◆ **TEKS BACAAN**
• • • • • • •

Ia mengatakan, data yang mereka kumpulkan menunjukkan beberapa spesies dengan nilai komersial tertinggi telah mengalami penurunan populasi. Penyebab penurunan populasi tersebut yaitu peningkatan dan pemanenan global yang terus menerus. Laporan riset ini ada dalam jurnal Biological Conservation, Februari 2022.
Intervensi kebijakan lebih lanjut diperlukan untuk memastikan populasi teripang lainnya tidak mulai berjalan menuju kepunahan.
“Mereka (teripang) dipandang sebagai makanan lezat bagi sebagian orang, tetapi teripang adalah cacing tanah atau penyedot debu di laut, membantu menjaga dasar laut tetap bersih dan produktif. Mereka sangat penting untuk ekosistem laut yang sehat,” kata dia, menjelaskan fungsi teripang dalam ekosistem laut.
Salah satu jenis teripang tropis yang menghilang dengan cepat yaitu dari kelompok teatfish. "Teatfish terdaftar di CITES (Konvensi Perdagangan Internasional Spesies Terancam Punah) yang memberikan dasar kuat untuk membatasi panen dan ekspor mereka," kata Dr Wolfe.
Dokumentasi Balai Bio Industri Laut-LIPI
Balai Bio Industri Laut-LIPI di Nusa Tenggara Barat, melalukan perbanyakan populasi teripang pasir yang hasilnya diberikan kepada nelayan untuk dibudidayakan sebagai sumber penghasilan alternatif.
Meski demikian, dua dari spesies teatfish yaitu teatfish putih (teripang susu) dan teatfish hitam (teripang koro), mewakili lebih dari 20 persen dari total tangkapan perikanan Queensland baru-baru ini. "Populasi teatfish paling berisiko karena nilai pasarnya yang tinggi dan reproduksi yang buruk,” kata dia.

• • • • • • •

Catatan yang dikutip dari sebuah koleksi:

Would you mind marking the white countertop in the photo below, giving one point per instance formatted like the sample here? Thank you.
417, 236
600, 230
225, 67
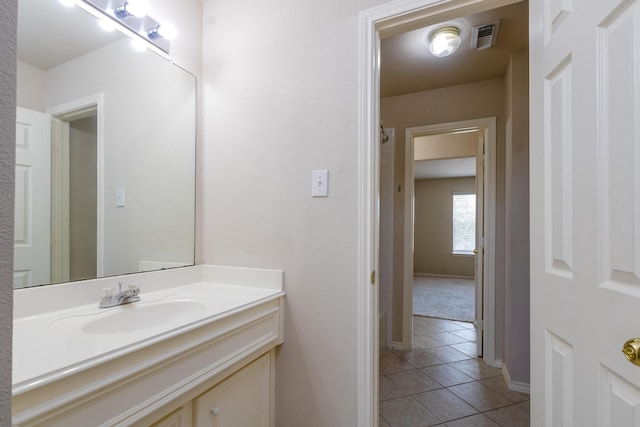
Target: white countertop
50, 344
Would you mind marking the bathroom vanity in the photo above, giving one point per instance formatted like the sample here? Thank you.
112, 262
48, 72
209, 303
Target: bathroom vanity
197, 349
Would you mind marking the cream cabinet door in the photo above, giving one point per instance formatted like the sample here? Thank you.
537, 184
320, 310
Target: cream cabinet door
243, 399
178, 418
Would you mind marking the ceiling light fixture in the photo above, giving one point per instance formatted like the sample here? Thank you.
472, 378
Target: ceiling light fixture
444, 41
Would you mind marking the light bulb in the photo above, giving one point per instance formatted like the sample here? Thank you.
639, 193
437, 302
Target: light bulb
106, 24
445, 41
138, 44
167, 31
136, 7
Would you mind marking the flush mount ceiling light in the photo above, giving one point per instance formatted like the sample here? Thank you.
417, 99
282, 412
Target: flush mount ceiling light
444, 41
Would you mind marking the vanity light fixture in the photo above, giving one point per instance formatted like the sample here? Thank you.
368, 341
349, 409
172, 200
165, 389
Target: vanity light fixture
444, 41
136, 8
167, 31
130, 17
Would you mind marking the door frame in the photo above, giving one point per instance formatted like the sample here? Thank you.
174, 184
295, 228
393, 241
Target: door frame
69, 111
382, 21
487, 315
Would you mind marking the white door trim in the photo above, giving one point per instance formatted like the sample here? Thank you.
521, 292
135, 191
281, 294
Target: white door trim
488, 127
77, 109
396, 16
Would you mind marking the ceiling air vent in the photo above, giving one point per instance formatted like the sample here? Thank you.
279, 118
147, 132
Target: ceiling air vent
483, 36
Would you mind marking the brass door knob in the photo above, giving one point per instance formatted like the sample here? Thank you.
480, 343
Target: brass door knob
631, 350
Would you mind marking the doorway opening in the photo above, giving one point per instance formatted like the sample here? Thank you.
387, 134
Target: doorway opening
378, 23
76, 190
444, 226
477, 137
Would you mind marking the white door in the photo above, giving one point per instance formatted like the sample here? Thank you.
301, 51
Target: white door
479, 251
585, 211
33, 199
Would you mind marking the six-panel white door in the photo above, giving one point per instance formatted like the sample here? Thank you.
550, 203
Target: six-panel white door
585, 211
32, 233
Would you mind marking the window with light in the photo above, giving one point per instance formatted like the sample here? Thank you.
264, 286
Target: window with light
464, 223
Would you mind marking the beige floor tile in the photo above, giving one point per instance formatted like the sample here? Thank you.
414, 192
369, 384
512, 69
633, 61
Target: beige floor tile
448, 354
446, 375
468, 348
421, 358
391, 362
451, 326
476, 368
427, 341
467, 334
448, 338
388, 390
473, 421
480, 397
499, 385
512, 416
406, 412
414, 382
445, 405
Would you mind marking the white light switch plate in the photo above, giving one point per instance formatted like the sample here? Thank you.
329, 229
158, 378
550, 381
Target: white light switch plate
120, 201
320, 183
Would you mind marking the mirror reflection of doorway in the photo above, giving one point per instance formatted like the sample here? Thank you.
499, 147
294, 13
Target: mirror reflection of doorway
75, 195
83, 198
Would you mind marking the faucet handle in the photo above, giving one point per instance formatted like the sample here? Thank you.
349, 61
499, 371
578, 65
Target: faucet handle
107, 293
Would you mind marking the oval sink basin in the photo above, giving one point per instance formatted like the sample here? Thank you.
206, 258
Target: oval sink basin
135, 317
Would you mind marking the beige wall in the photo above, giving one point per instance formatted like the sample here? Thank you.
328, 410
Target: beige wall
281, 83
445, 146
434, 228
8, 17
83, 144
516, 354
449, 104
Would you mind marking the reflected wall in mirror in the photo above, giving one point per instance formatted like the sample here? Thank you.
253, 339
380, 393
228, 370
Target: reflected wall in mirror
105, 152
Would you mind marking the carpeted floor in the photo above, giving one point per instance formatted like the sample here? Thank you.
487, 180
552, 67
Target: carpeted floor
444, 298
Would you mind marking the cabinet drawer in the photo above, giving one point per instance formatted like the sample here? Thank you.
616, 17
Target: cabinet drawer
243, 399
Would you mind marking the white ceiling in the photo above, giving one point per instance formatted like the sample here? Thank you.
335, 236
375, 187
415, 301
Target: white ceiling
448, 168
407, 65
50, 34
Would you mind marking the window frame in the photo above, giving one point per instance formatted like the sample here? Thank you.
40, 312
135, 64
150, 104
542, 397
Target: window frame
463, 252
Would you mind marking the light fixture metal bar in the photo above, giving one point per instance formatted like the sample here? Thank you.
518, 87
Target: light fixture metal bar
139, 27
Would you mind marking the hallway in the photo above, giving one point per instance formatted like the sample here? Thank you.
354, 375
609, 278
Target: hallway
442, 383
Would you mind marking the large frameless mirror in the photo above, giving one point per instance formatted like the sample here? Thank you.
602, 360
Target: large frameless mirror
105, 152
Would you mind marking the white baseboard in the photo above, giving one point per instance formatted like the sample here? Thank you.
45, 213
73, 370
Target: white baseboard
397, 345
450, 276
515, 385
382, 330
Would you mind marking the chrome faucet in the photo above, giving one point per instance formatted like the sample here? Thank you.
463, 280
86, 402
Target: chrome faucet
127, 296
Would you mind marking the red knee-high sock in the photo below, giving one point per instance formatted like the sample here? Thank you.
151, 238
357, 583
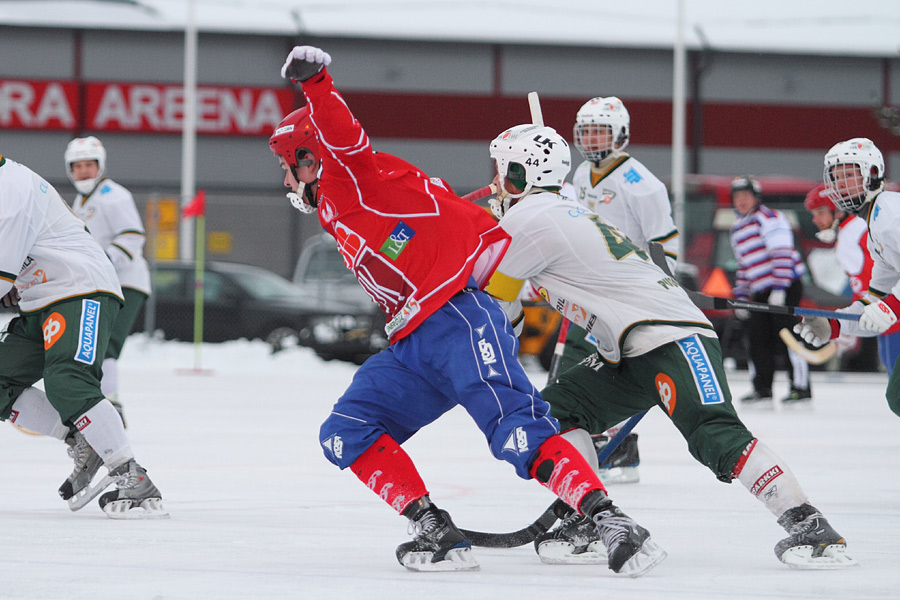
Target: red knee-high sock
559, 467
387, 470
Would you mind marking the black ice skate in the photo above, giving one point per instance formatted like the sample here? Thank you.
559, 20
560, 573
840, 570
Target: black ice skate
629, 549
622, 464
813, 543
575, 542
135, 497
438, 545
77, 489
760, 400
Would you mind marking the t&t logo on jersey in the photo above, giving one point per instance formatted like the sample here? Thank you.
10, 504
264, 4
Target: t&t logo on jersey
53, 328
396, 242
87, 335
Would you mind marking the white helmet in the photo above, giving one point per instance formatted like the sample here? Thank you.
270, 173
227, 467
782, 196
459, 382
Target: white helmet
88, 148
609, 112
863, 153
529, 156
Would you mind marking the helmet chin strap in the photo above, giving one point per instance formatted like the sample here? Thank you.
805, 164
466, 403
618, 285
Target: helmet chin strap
301, 199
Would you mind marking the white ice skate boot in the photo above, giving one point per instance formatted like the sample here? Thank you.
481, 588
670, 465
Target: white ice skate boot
135, 497
812, 543
77, 489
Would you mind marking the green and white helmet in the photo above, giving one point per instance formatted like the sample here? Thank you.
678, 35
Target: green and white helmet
87, 148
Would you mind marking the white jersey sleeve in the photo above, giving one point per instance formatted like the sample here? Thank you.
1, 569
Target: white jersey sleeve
627, 195
883, 219
597, 278
46, 249
113, 219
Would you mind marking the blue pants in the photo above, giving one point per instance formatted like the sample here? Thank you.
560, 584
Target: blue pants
466, 354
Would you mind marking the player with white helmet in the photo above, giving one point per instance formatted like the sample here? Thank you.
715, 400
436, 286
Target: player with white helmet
111, 216
68, 297
450, 343
653, 347
623, 191
854, 179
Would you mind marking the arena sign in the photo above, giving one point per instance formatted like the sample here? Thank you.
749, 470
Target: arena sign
140, 107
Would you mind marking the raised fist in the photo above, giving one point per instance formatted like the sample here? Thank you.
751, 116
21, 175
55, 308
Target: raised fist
303, 62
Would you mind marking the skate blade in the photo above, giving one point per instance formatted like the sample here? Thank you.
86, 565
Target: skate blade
559, 552
83, 497
151, 508
458, 559
620, 475
646, 558
833, 557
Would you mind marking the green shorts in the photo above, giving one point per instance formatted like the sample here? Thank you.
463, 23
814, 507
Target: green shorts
63, 344
684, 378
134, 300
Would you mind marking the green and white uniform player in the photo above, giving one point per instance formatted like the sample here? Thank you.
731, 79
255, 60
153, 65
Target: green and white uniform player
111, 216
654, 347
68, 297
619, 188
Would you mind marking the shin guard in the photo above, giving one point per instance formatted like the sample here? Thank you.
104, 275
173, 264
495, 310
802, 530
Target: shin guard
387, 470
559, 467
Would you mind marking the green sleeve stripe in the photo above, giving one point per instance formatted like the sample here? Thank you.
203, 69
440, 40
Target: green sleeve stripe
665, 238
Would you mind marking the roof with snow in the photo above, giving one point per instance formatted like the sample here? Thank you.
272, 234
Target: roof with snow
838, 27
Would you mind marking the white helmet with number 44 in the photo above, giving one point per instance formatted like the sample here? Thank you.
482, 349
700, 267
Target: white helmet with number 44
529, 156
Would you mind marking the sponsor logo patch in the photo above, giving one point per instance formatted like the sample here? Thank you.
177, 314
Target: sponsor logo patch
54, 327
396, 242
765, 479
87, 332
701, 368
667, 394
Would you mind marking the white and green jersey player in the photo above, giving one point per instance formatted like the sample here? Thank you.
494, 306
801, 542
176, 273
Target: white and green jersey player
655, 348
68, 297
111, 216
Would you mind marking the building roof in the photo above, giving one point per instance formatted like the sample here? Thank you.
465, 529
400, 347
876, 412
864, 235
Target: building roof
837, 27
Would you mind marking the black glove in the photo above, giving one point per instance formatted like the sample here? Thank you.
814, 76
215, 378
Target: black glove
303, 62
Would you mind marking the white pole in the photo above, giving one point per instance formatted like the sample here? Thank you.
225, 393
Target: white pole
189, 129
678, 127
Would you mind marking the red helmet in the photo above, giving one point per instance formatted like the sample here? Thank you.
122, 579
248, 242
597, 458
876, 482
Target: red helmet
818, 198
295, 138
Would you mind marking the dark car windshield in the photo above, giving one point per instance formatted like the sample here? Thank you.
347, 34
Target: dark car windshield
264, 285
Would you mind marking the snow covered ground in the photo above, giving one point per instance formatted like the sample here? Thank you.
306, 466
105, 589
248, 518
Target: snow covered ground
257, 511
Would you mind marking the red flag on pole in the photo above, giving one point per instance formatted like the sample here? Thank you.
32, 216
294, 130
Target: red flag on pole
196, 207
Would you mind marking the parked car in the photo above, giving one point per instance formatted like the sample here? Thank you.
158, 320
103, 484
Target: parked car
244, 301
321, 274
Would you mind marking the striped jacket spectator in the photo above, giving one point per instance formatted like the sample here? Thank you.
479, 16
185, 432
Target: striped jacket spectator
763, 244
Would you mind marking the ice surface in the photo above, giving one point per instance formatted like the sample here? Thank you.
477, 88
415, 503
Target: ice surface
258, 513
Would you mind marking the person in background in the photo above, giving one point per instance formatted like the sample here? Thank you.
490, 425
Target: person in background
113, 220
849, 234
769, 270
68, 297
619, 188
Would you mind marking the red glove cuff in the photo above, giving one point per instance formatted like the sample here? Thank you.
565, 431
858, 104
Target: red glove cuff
835, 328
892, 301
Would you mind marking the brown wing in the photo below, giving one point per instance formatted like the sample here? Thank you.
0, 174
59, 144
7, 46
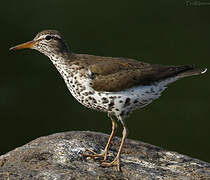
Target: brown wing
116, 74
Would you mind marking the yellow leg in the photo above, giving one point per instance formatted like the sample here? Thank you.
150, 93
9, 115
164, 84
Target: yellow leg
104, 154
116, 161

• • • • • • •

◆ **BUTIR TUGAS**
Tulis ulang bagian teks tentang teripang, mulai dari "Intervensi kebijakan lebih" dan berlanjut sampai "dalam ekosistem laut.", dengan mengganti "dasar laut" menjadi "dasar samudra".

◆ **JAWABAN BERIKUT**
Intervensi kebijakan lebih lanjut diperlukan untuk memastikan populasi teripang lainnya tidak mulai berjalan menuju kepunahan.
“Mereka (teripang) dipandang sebagai makanan lezat bagi sebagian orang, tetapi teripang adalah cacing tanah atau penyedot debu di laut, membantu menjaga dasar samudra tetap bersih dan produktif. Mereka sangat penting untuk ekosistem laut yang sehat,” kata dia, menjelaskan fungsi teripang dalam ekosistem laut.